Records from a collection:
● ● ● ● ● ● ●

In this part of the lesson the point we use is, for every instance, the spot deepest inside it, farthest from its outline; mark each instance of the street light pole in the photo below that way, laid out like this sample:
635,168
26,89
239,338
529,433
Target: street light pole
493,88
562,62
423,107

● ● ● ● ● ● ●

- _WORK REQUIRED_
Restate the entries above, keeping every word intact.

- _YOUR SOLUTION_
In this part of the lesson the point we use is, for every instance, the spot deepest inside it, farthest from its outline; mark each instance of the street light pole in the photo below that way, laid out like this sample:
635,168
26,89
239,338
529,433
Target: street light pole
493,88
562,62
423,107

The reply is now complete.